> [ROWS]
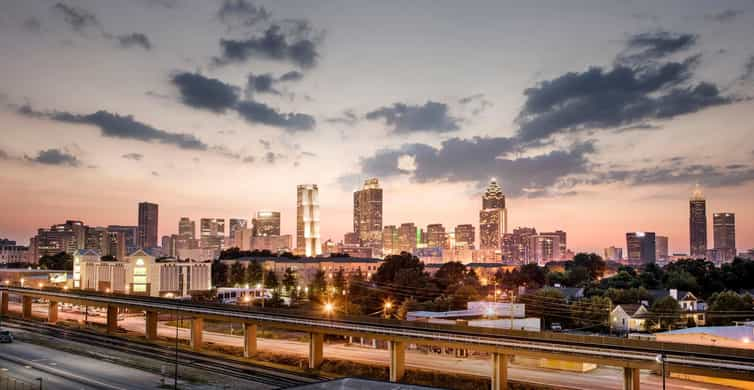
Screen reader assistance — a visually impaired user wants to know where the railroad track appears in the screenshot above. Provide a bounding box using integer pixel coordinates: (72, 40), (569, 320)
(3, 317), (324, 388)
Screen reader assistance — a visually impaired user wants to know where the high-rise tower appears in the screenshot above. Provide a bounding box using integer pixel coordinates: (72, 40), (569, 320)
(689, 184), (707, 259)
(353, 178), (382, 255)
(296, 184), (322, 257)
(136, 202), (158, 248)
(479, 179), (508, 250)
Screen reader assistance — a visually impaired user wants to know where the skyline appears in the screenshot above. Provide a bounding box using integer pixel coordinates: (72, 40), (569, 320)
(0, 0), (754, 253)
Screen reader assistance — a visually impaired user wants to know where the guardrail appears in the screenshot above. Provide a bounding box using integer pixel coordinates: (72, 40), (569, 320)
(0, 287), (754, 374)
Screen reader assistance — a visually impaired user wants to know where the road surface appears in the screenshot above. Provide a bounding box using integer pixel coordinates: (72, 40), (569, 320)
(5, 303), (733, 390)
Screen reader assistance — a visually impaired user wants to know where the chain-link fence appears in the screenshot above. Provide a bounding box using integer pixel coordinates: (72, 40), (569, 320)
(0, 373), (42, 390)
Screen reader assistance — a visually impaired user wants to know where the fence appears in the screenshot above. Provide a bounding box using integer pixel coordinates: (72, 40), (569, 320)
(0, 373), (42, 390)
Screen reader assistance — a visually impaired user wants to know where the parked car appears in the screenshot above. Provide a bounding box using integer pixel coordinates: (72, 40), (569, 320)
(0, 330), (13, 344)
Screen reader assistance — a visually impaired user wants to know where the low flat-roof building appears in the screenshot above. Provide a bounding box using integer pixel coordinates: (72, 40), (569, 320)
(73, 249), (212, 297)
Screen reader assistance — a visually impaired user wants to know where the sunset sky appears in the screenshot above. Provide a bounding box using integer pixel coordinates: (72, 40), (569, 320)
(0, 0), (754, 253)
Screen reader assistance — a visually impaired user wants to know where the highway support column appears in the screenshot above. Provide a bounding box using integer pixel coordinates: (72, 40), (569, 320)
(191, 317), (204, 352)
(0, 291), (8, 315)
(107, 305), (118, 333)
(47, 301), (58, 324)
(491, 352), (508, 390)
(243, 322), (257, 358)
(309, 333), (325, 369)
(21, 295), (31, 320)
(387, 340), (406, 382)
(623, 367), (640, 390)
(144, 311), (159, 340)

---

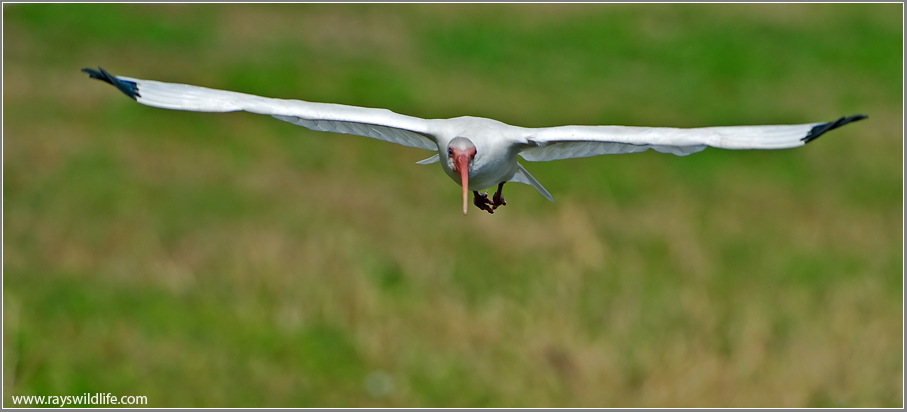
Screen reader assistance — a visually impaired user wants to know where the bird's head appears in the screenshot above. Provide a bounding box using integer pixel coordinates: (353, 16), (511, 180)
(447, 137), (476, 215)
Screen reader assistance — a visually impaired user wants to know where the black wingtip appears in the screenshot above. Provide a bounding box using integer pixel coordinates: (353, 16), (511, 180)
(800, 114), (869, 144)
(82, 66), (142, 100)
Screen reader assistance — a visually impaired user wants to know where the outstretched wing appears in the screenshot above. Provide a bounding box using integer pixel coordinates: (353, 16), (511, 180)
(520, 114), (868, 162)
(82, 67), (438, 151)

* * *

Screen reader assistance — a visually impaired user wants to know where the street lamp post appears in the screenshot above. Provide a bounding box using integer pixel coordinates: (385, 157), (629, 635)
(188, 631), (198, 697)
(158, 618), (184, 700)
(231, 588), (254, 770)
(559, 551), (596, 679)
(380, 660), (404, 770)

> [GIVEN INSTRUCTION]
Starting at the line that contains "where the outstretched" and stopping after the line that contains "(82, 67), (438, 151)", rewrite those lines with "outstretched wing" renamed to "extended wing" and nothing else altered.

> [TASK OUTPUT]
Screen reader assistance — a visually impaired user wants to know where the extended wing appears in the screenshot above. Provide a bounding box using integer pixel coordinates: (353, 16), (511, 180)
(520, 114), (868, 162)
(82, 67), (438, 151)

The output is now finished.